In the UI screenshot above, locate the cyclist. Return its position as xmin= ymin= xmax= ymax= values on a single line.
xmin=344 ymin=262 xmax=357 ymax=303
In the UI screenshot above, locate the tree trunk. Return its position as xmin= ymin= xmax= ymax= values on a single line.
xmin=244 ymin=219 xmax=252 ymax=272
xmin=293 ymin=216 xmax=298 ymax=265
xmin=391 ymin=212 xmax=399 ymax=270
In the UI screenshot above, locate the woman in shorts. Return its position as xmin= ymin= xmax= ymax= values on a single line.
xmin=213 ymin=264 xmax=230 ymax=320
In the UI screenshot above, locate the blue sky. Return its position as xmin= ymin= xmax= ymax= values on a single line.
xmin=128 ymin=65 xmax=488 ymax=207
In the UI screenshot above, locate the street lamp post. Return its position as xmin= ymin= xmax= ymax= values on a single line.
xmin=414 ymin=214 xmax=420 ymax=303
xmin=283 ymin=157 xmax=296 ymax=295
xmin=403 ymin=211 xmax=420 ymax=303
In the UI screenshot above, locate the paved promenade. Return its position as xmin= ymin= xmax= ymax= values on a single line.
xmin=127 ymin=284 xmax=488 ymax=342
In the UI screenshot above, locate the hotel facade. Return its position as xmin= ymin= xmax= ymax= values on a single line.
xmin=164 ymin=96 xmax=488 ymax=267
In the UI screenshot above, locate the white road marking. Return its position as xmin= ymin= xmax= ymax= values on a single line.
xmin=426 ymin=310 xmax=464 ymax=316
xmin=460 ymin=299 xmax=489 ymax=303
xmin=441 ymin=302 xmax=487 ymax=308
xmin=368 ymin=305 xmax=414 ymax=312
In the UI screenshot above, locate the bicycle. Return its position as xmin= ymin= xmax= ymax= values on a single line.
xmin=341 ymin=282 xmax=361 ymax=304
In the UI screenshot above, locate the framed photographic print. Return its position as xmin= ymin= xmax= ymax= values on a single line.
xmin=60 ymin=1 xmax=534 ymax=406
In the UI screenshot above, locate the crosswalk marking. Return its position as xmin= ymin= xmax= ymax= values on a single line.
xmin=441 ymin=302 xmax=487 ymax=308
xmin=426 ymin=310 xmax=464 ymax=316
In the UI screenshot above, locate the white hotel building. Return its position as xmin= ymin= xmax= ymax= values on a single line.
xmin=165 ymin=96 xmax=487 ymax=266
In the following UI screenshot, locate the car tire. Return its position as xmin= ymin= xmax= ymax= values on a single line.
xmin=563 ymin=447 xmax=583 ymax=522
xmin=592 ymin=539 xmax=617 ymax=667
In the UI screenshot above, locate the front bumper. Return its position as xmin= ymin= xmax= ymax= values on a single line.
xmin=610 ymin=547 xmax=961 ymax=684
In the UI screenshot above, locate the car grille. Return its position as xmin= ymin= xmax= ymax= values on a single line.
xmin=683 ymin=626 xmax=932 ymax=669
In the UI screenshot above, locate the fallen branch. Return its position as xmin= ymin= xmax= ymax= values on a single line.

• Your instructions
Write out again every line between the one holding "In the UI screenshot above, locate the bicycle." and the one holding "xmin=165 ymin=96 xmax=487 ymax=266", inclusive, raising each coordinate value by 30 and leaving all other wording unchanged.

• Exercise result
In the UI screenshot above, locate the bicycle. Return its position as xmin= ymin= xmax= ymax= values on a single line.
xmin=371 ymin=312 xmax=391 ymax=334
In the UI screenshot above, locate the framed photographic print. Return its position as xmin= ymin= xmax= ymax= values on a single line.
xmin=90 ymin=31 xmax=564 ymax=436
In the UI screenshot above, locate the crosswalk marking. Return its position as xmin= ymin= xmax= ymax= values on a single line.
xmin=471 ymin=332 xmax=517 ymax=338
xmin=456 ymin=340 xmax=494 ymax=346
In the UI screenshot above, locate the white hotel building. Return its position as xmin= ymin= xmax= ymax= values on a single line.
xmin=195 ymin=126 xmax=517 ymax=296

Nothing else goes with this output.